>> start Source

Confirmatory analyses

We tested the effect of (ir-) relevant background information (age and character of the alleged child sexual abuse victim) on perceived credibility (victim’s statement reliability, victim’s contribution, suspect’s guilt, and allegation confirmed by other evidence) and on the prediction of each possible outcome (withdrawal, drop-out, and prosecution) by using a multivariate analysis of variance (MANOVA). We deviated from our preregistered analytic plan in which we had planned separate factorial ANOVAs for each dependent variable (DV). We preferred to include several DVs in a single analysis by using MANOVA, in order to detect associations between multiple dependent variables and to minimize Type 1 error. We now report the results of our pre-registered analyses of our supplemental material at https://osf.io/uxf27.

We found statistically significant main effects for age of the alleged victim (F (7, 345) = 5.079, p < .001, Wilk’s Λ = .907, ηp2 = .093), and for the alleged victim’s character (F (14, 690) = 2.784, p < .001; Wilk’s Λ = .896, ηp2 = .053) on both perceived credibility and prediction of case outcome. This finding is in line with our prediction that the background information about the alleged child sexual abuse victim’s age and character affected the perceived credibility and case outcome. We found no statistically significant interaction effect (F (14, 690), p = .88, ηp2 = .014).

>> end Source

*List of tasks*:
A. List the measures of perceived credibility named in the confirmatory analyses passage above.
B. In the confirmatory analyses passage above, what analysis did the researchers use in place of their preregistered separate factorial ANOVAs for each dependent variable?

>> start Records

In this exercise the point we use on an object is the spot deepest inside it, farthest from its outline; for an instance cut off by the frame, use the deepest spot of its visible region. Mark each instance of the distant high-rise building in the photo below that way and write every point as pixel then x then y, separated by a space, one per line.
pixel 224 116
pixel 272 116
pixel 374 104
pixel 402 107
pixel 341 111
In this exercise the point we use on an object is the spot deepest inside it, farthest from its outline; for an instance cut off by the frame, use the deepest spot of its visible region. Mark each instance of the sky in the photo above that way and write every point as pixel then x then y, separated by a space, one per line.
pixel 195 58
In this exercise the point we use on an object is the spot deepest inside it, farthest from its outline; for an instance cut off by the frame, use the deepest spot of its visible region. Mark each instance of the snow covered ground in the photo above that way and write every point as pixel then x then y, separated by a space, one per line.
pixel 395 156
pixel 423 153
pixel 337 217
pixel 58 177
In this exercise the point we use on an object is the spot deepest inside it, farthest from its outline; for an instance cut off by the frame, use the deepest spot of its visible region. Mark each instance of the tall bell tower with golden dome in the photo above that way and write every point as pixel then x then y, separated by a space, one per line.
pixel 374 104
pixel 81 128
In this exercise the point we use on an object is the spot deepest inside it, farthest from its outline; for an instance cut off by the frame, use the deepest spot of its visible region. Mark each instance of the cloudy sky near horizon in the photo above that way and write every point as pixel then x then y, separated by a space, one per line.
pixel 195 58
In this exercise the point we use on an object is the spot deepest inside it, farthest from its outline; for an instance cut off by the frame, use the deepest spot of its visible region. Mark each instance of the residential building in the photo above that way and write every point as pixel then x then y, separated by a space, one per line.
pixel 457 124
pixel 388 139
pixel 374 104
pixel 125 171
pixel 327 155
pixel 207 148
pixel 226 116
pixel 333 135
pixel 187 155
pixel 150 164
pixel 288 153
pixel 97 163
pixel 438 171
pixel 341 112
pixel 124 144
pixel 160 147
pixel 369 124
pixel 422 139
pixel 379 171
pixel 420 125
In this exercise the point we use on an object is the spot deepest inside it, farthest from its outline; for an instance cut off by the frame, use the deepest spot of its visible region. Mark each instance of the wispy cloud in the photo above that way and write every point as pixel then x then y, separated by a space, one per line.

>> end Records

*Exercise results*:
A. Victim’s statement reliability, victim’s contribution, suspect’s guilt, and allegation confirmed by other evidence.

B. A multivariate analysis of variance (MANOVA).